» **Assigned task**:
Where does the word "below" show up in the records? Copy every line that holds it.

Collected data entries:
====================

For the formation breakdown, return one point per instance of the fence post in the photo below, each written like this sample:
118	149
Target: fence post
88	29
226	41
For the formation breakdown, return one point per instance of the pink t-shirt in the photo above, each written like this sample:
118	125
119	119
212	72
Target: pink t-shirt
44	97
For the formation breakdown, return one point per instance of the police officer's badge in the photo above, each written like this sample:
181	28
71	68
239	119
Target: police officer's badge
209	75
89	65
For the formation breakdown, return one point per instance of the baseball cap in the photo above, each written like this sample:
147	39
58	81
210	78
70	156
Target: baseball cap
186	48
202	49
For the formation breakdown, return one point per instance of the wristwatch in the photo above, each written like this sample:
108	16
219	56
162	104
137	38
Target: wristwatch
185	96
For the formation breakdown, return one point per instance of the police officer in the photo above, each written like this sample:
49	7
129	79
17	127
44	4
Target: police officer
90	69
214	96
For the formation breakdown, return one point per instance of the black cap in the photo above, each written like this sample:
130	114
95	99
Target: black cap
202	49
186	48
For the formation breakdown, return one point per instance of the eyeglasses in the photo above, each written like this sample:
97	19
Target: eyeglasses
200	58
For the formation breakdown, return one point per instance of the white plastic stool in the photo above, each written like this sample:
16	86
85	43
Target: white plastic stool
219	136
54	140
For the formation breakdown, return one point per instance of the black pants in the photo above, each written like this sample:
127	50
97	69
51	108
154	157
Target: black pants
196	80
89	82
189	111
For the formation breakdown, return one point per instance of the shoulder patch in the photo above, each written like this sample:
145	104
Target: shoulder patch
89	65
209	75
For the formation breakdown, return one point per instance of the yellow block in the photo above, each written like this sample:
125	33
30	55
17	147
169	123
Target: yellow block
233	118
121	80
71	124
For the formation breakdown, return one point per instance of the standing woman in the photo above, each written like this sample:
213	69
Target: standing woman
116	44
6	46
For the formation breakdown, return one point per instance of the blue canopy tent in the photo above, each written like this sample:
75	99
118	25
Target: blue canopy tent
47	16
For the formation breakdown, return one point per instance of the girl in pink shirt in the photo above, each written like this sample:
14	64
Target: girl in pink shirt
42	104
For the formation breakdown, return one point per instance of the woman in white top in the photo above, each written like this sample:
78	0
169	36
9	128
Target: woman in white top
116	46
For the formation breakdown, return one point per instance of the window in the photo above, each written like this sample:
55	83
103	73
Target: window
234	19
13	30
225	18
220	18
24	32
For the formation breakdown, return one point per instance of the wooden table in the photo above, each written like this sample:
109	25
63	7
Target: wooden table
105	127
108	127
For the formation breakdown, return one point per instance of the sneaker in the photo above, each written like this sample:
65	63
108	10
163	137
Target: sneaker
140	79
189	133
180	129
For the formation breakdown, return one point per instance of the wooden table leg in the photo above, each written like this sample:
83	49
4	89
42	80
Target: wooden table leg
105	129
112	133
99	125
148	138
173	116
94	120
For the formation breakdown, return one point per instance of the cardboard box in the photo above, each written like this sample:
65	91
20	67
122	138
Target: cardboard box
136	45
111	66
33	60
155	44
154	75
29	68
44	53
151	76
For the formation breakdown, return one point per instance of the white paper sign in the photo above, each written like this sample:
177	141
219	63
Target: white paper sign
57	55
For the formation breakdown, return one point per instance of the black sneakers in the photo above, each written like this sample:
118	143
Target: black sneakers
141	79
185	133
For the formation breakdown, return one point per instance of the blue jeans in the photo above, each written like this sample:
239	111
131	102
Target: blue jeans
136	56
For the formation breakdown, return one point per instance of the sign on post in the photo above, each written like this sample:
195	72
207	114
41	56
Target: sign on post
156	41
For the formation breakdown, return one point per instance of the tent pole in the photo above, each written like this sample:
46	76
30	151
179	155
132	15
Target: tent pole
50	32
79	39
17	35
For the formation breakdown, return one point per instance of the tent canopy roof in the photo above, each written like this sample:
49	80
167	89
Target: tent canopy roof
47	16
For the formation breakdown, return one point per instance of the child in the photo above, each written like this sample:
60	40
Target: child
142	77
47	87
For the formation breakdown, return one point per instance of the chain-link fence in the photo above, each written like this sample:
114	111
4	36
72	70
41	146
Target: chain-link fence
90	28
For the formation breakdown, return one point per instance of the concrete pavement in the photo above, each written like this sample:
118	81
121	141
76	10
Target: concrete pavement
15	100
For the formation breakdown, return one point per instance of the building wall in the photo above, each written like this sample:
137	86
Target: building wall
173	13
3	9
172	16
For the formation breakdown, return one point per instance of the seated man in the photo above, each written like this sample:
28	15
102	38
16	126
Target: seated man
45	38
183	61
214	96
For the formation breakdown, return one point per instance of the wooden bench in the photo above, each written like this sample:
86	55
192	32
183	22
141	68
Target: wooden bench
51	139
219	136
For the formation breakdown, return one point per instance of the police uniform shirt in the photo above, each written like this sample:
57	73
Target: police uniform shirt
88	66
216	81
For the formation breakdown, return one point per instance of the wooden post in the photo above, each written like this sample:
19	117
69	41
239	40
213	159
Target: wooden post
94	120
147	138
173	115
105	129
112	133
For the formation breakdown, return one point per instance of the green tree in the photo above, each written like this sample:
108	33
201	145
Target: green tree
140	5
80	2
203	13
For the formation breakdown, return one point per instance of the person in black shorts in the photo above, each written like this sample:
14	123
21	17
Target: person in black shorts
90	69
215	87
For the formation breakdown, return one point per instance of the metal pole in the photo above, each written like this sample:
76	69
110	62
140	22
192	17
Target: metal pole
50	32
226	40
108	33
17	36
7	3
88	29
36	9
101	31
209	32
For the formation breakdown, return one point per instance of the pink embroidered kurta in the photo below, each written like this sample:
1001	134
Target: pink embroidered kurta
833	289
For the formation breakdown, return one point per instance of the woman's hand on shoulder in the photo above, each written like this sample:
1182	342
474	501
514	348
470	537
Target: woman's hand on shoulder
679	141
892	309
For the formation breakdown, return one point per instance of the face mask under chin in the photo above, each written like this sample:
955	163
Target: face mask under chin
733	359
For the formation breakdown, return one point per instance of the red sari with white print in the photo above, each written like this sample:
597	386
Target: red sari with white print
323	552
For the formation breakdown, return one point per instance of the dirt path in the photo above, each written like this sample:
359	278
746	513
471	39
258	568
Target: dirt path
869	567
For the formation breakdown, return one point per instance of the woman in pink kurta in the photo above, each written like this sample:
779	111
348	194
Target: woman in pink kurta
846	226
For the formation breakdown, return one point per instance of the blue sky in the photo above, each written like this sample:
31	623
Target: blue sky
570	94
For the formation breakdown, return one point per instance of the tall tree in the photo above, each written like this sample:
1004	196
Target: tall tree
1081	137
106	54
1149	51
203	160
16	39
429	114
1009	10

====================

» **Completed task**:
For the formation breakdown, return one point per instance of the fence post in the photo below, each written like this sample:
For the formation breakdown, return one point per instance of the pink embroidered kurta in the photo below, each written like this sample:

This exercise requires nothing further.